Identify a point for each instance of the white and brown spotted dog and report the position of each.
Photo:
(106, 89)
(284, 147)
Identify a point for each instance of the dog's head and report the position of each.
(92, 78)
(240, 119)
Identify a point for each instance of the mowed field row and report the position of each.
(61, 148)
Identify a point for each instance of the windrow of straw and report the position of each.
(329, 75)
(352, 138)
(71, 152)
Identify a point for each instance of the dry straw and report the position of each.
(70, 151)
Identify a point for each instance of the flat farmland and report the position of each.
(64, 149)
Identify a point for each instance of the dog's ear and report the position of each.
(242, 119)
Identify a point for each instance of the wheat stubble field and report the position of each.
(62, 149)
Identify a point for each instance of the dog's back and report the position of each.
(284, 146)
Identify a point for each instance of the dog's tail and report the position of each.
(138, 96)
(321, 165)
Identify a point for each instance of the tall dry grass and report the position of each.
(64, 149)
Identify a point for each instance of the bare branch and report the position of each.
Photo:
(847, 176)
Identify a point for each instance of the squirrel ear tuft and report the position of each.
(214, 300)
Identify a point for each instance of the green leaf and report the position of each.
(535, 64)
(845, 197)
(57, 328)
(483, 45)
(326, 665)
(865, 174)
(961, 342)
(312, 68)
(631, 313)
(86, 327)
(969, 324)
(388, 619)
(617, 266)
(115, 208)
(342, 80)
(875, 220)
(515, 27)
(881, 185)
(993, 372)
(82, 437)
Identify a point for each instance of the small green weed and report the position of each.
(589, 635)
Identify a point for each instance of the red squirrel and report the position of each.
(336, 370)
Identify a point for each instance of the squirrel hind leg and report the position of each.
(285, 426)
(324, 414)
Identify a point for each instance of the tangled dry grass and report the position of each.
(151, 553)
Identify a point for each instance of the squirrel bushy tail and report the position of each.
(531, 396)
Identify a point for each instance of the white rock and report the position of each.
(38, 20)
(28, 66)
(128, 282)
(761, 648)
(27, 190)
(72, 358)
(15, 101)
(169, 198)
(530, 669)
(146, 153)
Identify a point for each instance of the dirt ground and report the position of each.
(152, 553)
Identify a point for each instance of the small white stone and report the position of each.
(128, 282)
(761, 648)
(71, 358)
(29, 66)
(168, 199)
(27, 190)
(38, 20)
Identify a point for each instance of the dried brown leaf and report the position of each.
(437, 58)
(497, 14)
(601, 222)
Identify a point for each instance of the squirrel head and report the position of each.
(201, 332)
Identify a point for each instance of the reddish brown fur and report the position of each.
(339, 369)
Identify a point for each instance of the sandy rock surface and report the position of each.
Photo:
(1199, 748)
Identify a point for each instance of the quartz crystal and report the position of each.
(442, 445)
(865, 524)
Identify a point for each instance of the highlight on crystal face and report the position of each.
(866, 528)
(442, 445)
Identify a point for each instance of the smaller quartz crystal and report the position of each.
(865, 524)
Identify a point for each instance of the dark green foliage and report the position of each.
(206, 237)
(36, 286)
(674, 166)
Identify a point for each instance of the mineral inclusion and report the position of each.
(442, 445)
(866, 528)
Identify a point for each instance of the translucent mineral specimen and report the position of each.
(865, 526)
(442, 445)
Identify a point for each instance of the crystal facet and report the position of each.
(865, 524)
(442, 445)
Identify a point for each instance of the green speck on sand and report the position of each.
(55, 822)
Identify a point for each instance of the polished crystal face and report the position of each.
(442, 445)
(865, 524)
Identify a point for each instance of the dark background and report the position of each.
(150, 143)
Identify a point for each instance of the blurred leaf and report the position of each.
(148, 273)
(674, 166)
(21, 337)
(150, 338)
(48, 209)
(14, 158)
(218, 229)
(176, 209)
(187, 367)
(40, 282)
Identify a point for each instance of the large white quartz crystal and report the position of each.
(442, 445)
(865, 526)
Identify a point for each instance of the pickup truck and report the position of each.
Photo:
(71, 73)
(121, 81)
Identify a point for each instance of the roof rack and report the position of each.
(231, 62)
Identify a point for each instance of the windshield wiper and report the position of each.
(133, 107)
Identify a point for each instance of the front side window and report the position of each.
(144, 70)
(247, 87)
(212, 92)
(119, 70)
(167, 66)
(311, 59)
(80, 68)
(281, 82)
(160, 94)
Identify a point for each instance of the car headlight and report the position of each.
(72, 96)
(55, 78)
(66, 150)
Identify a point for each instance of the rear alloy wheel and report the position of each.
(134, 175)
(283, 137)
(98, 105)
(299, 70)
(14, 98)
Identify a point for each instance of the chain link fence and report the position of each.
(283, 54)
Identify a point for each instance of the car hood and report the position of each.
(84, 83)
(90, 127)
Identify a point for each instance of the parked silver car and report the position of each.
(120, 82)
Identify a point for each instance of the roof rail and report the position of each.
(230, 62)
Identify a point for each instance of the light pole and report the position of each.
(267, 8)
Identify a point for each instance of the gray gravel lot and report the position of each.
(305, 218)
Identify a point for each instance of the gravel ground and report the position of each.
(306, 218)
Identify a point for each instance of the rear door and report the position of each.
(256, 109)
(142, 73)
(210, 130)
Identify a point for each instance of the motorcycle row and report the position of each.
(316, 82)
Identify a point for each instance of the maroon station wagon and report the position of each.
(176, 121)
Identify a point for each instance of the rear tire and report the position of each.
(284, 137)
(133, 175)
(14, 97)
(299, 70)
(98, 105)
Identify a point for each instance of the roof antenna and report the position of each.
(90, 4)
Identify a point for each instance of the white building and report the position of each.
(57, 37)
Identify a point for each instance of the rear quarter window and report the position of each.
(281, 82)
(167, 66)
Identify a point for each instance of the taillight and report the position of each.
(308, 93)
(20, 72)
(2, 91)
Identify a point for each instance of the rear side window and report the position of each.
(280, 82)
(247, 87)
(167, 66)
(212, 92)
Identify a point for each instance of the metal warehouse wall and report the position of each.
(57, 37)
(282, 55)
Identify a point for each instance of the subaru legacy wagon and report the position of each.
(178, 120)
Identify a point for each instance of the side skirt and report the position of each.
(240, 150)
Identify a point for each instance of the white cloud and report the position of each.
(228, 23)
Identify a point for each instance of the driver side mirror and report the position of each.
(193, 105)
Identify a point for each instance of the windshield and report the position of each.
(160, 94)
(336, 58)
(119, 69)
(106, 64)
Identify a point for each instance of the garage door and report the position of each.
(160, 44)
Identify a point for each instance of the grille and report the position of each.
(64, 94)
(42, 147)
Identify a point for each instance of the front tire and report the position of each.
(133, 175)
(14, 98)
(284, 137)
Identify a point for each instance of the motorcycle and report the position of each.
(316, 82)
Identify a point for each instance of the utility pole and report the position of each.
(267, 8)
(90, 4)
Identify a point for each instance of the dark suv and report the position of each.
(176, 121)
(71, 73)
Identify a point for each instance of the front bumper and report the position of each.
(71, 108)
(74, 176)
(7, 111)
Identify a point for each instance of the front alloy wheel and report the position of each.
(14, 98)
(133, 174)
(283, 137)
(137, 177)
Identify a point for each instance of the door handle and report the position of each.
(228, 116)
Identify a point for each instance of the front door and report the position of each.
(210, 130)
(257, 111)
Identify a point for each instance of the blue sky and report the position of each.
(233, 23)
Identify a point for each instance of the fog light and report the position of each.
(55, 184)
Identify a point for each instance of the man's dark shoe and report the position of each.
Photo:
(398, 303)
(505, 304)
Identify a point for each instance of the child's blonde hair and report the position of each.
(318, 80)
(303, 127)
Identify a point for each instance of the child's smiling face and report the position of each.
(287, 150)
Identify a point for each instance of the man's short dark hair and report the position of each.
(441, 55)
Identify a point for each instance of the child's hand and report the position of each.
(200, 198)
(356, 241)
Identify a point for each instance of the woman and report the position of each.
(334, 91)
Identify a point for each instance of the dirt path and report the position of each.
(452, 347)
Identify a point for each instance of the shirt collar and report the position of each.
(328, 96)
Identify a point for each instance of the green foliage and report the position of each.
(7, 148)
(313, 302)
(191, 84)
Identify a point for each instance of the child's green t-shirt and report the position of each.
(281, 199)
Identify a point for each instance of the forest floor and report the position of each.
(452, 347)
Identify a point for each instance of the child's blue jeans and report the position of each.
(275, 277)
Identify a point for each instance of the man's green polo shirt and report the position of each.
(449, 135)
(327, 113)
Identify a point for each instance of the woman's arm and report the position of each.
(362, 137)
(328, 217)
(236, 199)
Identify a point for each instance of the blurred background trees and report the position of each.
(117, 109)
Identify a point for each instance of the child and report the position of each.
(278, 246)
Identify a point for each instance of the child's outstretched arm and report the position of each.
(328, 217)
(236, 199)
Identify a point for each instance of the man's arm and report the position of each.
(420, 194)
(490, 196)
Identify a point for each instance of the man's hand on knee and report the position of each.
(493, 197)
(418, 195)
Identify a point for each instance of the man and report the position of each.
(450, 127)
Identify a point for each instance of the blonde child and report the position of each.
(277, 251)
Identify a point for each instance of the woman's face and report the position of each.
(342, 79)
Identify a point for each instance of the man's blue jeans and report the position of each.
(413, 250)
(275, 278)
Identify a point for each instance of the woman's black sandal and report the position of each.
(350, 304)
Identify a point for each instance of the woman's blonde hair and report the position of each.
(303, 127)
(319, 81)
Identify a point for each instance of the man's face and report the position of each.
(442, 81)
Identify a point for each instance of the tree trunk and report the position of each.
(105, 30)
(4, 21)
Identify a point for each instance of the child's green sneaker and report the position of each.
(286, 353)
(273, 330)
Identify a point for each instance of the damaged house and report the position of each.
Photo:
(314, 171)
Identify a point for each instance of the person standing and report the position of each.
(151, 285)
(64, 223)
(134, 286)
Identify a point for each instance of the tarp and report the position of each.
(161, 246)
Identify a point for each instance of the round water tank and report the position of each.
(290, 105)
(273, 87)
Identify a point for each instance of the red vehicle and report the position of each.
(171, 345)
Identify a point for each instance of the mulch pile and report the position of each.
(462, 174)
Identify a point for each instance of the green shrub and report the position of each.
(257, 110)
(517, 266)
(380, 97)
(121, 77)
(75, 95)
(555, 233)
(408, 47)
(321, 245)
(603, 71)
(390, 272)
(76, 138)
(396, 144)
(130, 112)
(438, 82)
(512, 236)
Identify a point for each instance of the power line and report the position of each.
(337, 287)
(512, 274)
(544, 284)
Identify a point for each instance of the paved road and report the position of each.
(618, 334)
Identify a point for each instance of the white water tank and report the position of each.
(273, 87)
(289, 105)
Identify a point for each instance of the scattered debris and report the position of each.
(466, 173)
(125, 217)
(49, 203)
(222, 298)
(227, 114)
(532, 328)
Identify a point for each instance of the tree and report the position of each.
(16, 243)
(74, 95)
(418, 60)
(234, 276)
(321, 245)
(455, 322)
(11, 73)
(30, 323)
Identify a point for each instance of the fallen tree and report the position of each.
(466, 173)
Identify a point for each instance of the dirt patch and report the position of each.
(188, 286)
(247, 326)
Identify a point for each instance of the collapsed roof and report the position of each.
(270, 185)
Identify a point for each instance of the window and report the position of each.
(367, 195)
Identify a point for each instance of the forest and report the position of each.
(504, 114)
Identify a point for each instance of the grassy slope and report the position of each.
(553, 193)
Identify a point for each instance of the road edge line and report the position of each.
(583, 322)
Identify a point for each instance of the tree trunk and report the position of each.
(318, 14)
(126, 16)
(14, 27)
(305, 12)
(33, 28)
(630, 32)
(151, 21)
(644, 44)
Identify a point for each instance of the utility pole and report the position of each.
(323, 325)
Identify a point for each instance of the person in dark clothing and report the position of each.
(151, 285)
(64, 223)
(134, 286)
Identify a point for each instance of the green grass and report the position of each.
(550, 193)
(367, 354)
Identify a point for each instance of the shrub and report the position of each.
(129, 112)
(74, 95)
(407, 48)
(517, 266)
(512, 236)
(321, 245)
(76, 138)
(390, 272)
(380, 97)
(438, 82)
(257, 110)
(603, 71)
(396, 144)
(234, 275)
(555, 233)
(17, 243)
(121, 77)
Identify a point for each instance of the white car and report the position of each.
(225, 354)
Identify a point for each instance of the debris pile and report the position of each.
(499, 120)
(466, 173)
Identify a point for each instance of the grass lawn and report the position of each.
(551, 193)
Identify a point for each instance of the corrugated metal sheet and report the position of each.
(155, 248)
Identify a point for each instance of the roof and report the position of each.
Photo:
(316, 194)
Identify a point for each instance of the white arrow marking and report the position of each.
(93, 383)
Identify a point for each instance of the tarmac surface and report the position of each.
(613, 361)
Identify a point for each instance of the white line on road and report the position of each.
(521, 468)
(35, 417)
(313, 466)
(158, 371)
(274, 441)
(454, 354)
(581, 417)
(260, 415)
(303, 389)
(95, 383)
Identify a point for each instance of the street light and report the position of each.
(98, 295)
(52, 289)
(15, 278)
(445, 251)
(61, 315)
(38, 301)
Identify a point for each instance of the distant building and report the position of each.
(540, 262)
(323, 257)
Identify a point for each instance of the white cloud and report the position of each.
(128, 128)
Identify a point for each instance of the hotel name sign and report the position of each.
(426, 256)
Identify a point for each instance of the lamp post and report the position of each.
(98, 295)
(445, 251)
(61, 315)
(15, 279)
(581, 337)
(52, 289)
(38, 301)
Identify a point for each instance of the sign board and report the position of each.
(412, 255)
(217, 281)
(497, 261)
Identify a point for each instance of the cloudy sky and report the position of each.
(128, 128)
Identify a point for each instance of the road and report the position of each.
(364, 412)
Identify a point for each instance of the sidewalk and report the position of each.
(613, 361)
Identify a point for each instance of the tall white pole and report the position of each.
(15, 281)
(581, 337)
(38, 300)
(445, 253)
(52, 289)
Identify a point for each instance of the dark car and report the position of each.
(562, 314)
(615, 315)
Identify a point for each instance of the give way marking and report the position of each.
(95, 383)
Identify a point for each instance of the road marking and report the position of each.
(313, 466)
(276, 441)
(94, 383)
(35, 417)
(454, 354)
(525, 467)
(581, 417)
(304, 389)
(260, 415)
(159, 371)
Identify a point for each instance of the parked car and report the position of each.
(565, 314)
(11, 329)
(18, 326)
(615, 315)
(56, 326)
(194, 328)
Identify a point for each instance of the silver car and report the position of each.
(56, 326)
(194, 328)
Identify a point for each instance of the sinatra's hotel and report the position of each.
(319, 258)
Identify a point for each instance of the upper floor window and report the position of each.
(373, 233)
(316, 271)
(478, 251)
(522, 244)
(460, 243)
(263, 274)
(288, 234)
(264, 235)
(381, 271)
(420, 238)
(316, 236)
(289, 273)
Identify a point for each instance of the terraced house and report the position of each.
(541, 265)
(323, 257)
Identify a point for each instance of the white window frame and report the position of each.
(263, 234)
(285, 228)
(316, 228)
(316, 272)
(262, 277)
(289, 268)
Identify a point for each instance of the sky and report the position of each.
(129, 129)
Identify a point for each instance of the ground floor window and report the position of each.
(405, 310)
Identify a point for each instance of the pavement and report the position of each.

--*--

_What to do:_
Everything from the line containing "Identify a point for each instance of the sky" through the last line above should be copied exactly, please, with nothing added.

_Exercise response:_
Identify a point for each instance of the sky and report the position of each.
(129, 129)
Identify a point for each instance of the ground floor window and report the position of each.
(405, 310)
Identify a point for each instance of the pavement and report the position of each.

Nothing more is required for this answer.